* **EXERCISE**: Set down, please, the line that contains "Target: tweed jacket" and every line that follows it to the end of the records, exactly; do not include pictures.

* **PROVIDED DATA**:
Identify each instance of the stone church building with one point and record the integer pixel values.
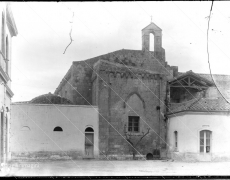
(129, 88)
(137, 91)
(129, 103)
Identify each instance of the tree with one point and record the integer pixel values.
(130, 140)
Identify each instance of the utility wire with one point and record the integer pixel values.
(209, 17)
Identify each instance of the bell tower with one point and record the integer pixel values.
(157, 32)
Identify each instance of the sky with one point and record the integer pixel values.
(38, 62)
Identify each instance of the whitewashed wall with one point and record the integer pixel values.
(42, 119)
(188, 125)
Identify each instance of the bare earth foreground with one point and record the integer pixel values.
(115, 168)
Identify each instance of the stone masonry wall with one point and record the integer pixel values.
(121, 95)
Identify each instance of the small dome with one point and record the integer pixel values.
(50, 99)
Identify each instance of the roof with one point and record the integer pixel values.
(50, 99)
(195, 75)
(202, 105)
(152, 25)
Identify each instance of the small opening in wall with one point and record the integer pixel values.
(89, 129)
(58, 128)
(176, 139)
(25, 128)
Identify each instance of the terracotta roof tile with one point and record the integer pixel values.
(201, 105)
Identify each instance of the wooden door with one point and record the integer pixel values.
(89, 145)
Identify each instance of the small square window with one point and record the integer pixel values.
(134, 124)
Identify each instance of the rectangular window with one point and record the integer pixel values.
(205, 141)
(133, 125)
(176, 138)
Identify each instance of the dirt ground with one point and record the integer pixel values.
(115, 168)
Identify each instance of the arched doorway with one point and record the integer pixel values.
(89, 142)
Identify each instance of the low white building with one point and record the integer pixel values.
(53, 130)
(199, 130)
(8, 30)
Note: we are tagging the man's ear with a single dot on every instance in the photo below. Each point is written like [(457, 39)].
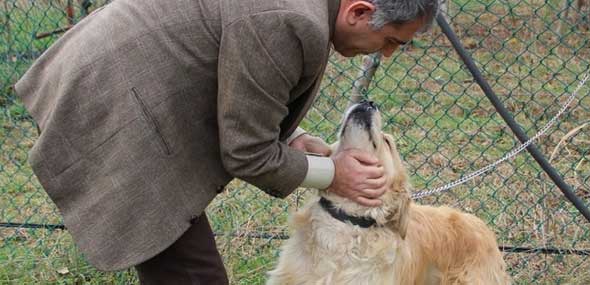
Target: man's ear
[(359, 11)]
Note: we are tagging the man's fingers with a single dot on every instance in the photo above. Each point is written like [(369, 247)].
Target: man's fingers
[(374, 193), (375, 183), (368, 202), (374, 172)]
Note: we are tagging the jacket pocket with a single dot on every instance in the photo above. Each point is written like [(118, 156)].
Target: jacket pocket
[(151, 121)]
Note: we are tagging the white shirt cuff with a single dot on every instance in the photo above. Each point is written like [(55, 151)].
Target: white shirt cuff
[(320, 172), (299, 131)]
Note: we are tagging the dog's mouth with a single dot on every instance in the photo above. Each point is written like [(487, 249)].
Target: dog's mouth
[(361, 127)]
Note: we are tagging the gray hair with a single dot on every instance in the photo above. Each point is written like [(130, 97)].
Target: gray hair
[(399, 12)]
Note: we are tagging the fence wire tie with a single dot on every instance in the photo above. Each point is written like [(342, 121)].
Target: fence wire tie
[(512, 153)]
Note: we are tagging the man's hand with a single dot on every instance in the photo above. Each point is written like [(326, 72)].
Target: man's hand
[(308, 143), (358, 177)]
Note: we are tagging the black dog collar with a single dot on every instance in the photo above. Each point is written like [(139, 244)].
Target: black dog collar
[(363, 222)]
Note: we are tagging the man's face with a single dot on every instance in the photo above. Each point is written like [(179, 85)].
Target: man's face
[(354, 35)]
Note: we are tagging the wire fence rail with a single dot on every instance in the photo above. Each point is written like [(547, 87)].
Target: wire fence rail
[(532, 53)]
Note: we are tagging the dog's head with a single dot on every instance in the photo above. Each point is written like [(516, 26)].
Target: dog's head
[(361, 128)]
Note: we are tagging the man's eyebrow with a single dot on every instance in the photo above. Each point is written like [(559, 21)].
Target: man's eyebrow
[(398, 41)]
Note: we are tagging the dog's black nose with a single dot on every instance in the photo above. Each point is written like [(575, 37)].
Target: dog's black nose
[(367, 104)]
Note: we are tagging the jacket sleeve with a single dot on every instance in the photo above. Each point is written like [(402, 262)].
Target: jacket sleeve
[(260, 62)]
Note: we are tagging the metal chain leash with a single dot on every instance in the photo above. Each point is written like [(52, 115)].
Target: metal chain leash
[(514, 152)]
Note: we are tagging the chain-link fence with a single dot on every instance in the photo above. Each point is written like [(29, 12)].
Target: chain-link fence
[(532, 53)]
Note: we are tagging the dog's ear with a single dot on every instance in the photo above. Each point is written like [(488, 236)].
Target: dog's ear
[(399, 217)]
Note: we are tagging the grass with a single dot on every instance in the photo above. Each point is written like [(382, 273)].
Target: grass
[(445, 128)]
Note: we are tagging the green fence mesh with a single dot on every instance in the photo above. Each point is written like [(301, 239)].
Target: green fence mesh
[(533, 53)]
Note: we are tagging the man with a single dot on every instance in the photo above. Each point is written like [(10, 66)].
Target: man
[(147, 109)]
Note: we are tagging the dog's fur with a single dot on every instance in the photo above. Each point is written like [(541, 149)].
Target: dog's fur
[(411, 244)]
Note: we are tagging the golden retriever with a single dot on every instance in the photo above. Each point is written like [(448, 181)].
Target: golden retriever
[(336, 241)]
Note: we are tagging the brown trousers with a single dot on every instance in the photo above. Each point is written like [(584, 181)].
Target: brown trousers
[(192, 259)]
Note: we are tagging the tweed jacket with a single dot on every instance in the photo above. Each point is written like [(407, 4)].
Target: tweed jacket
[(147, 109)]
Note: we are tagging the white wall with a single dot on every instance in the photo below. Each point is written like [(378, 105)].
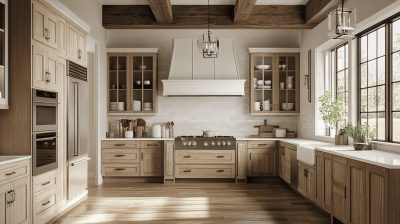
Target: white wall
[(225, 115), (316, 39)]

* **SOLVED EXERCISE**:
Target: tweed jacket
[(147, 109)]
Note: we are tagging the white wall with a single dot on every instance in the photo below. Each point is written like [(378, 105)].
Target: white wall
[(225, 115), (316, 39)]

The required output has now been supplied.